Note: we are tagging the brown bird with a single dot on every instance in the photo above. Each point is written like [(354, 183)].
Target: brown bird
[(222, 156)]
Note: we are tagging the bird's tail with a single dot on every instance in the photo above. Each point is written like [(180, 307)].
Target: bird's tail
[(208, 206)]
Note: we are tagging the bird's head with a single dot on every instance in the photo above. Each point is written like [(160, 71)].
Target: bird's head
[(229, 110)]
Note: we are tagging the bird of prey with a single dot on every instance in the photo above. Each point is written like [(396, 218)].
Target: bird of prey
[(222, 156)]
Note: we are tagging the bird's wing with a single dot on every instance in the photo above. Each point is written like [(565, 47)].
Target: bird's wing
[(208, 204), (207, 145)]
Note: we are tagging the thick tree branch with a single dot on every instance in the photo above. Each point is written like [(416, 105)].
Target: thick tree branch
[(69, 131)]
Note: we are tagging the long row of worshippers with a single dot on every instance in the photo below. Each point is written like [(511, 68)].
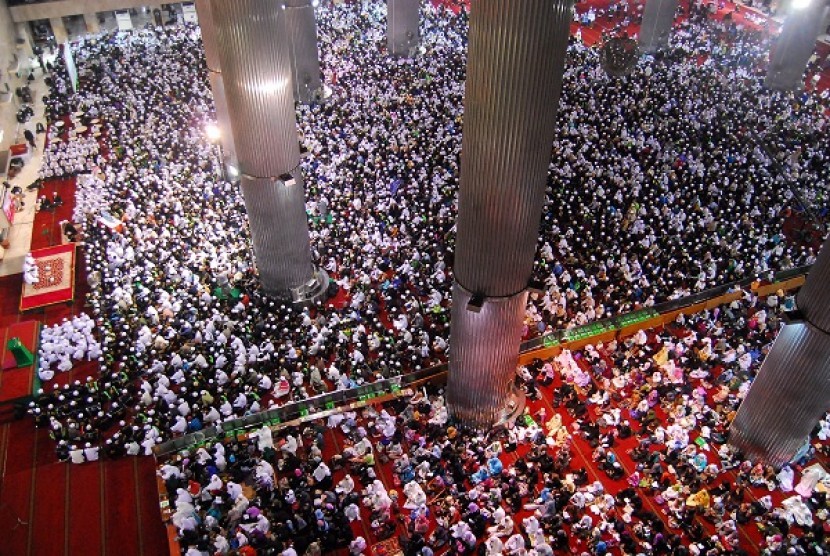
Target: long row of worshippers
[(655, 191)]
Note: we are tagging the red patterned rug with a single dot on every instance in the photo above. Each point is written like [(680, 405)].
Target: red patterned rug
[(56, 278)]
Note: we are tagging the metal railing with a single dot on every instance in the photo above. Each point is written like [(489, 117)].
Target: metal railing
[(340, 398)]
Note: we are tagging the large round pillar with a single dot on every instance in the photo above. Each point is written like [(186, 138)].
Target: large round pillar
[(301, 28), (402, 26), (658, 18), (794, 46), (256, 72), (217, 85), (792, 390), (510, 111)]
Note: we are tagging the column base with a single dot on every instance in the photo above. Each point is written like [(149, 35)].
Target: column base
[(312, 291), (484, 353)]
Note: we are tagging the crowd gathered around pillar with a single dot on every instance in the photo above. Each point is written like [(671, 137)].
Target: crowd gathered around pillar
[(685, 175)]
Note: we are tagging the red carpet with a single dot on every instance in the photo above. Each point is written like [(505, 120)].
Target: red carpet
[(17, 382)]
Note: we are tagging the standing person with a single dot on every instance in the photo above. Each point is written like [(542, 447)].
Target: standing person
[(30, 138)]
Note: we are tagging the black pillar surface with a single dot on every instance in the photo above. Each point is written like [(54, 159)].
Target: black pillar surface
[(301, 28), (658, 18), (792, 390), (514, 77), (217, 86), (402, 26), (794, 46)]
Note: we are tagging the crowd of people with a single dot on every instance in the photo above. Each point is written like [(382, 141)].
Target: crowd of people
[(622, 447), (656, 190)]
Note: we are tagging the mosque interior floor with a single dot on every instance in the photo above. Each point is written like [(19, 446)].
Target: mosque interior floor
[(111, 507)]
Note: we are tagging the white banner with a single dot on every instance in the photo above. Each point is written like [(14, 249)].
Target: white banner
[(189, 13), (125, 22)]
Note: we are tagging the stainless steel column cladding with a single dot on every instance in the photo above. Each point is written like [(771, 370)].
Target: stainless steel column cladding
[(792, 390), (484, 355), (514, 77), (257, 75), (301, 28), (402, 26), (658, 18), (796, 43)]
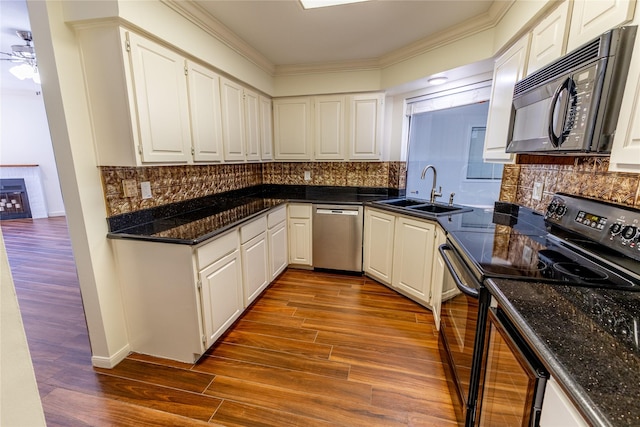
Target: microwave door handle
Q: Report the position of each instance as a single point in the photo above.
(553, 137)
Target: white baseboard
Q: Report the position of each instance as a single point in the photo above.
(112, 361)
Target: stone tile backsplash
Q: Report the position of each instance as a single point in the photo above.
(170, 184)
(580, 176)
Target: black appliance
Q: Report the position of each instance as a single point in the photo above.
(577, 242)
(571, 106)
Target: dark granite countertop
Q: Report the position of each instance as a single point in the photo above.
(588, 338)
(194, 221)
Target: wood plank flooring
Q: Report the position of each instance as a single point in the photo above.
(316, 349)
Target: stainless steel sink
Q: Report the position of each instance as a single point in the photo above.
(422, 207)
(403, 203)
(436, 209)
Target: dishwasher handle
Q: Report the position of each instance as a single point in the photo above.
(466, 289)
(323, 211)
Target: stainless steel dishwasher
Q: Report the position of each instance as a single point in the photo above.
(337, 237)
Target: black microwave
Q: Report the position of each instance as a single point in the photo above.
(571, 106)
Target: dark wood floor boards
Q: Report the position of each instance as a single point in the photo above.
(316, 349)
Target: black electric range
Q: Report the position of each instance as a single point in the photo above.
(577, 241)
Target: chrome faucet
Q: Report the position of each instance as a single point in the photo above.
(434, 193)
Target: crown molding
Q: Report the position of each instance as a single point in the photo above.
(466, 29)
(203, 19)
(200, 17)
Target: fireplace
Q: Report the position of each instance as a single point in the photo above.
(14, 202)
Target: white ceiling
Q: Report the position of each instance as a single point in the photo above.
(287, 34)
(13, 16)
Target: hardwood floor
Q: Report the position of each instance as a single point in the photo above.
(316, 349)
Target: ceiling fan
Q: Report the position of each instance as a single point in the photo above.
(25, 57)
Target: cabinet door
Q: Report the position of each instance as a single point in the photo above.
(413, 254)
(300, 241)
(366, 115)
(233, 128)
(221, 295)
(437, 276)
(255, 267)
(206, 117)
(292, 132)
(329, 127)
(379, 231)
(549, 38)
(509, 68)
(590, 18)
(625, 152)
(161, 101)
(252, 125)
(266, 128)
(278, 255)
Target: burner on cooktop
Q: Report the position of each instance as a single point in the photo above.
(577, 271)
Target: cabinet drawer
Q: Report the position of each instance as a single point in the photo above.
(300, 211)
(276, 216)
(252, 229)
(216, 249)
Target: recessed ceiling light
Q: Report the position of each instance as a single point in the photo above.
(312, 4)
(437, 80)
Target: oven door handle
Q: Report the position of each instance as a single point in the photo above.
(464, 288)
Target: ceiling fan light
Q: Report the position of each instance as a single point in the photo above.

---

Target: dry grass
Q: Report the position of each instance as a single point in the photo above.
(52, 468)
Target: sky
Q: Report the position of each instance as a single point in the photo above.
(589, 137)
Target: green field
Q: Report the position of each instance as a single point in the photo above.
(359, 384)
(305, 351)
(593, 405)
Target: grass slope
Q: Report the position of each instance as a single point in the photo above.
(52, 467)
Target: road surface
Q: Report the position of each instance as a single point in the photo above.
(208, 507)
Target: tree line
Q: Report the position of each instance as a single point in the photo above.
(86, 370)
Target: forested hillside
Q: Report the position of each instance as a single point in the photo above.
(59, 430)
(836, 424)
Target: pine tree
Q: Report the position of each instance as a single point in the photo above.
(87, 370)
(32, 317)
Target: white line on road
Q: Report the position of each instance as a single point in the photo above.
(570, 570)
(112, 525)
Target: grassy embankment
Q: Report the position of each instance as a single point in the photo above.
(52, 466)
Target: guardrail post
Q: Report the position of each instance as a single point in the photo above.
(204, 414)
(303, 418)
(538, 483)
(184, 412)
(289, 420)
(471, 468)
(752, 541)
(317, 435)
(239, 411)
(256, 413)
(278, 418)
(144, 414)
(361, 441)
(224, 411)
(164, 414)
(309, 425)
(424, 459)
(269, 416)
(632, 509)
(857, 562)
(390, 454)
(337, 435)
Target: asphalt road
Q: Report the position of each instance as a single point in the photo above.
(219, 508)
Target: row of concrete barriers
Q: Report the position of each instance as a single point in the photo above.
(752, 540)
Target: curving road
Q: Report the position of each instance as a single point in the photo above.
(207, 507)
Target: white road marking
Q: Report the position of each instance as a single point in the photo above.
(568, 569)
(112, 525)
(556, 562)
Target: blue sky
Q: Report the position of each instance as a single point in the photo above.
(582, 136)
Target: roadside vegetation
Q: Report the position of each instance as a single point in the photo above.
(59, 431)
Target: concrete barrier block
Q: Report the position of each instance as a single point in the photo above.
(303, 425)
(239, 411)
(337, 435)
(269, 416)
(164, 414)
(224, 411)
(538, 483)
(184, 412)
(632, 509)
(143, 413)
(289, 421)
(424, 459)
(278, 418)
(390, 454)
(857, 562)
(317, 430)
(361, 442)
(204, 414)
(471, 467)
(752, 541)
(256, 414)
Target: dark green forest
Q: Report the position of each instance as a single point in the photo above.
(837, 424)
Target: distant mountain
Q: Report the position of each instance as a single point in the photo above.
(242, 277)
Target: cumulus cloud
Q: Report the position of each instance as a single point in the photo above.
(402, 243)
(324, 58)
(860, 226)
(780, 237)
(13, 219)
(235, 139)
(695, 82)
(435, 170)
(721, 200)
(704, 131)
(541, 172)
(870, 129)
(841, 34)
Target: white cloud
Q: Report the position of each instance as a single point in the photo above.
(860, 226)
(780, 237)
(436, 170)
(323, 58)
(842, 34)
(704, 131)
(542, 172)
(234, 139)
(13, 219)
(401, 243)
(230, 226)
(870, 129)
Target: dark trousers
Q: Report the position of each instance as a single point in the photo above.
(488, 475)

---

• _Exercise instructions_:
Using the data above, reproduce exactly the lines between those holding "Target: black microwave" and "Target: hardwood floor", inclusive, and no others.

• _Response for this exercise_:
Target: black microwave
Q: Report the position of each instance as a single point in the photo above.
(571, 106)
Target: dark wood floor boards
Q: Report the position of each instance as a single point in the photo above.
(316, 349)
Target: black electric range
Q: Report the position of each instance as a single point in the photo above.
(577, 241)
Target: chrome faucet
Q: Report the position of each instance as a single point in the photo above.
(434, 193)
Target: crown molding
Q: Report the position of each instance as a single point in the photo above.
(466, 29)
(203, 19)
(200, 17)
Target: fireplace
Q: Report the position of each instance as a single point in the photo above.
(14, 202)
Target: white ceiling
Q: Report the position of each instance as a single point in the photo above.
(287, 34)
(13, 16)
Target: hardwood floor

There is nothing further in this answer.